§ Challenge: Rewrite every line of the records below, requests included, scaling each polygon vertex coordinate in the answers by 0.65 and rounding to the nearest whole number, with halves rounded up. Leave the numbers in the requests and their sample layouts unchanged.

* Begin *

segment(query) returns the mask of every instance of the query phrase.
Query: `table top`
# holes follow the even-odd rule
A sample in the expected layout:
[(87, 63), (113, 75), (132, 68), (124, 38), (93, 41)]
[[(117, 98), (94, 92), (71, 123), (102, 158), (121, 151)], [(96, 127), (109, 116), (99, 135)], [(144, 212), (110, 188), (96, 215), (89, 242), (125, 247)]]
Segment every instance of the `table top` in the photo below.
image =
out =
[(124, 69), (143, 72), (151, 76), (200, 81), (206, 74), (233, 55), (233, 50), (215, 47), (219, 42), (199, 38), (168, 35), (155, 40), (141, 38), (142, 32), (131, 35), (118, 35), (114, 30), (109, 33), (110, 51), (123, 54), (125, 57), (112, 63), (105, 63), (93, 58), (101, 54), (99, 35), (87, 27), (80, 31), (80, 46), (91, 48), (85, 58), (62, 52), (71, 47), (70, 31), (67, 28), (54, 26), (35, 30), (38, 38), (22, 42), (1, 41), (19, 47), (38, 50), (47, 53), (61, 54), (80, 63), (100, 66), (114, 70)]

* End *

§ Exercise solution:
segment(query) returns the mask of every instance of the query phrase.
Query: `table top`
# holes follow the even-odd rule
A sample in the expected layout:
[(87, 63), (113, 75), (132, 68), (124, 38), (93, 41)]
[[(117, 98), (94, 92), (71, 123), (102, 158), (121, 151)], [(96, 127), (109, 116), (99, 135)], [(144, 212), (110, 188), (96, 215), (89, 242), (125, 247)]]
Segment every instance of the `table top` in the photo below.
image =
out =
[(81, 45), (93, 47), (98, 49), (130, 53), (134, 48), (151, 36), (151, 33), (140, 31), (142, 27), (129, 25), (109, 23), (101, 26), (92, 25), (92, 21), (85, 23), (77, 23), (74, 20), (71, 21), (72, 33), (80, 35), (81, 37), (73, 41), (68, 41), (60, 38), (66, 35), (64, 23), (57, 18), (52, 20), (52, 30), (59, 31), (55, 38), (40, 34), (46, 31), (46, 20), (44, 18), (35, 17), (23, 20), (25, 25), (14, 27), (1, 27), (12, 31), (25, 33), (31, 34), (40, 35), (52, 41), (65, 43), (74, 46)]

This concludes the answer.